Reproduce the lines in the records below without any change.

* START Records for the exercise *

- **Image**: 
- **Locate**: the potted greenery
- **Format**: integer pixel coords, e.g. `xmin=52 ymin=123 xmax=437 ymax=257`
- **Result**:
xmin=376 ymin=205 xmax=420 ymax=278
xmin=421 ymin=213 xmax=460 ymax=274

* END Records for the exercise *

* **Reply to the exercise**
- **Image**: 
- **Locate**: the potted greenery
- **Format**: integer pixel coords, e.g. `xmin=52 ymin=123 xmax=437 ymax=257`
- **Result**:
xmin=376 ymin=205 xmax=420 ymax=278
xmin=421 ymin=213 xmax=460 ymax=274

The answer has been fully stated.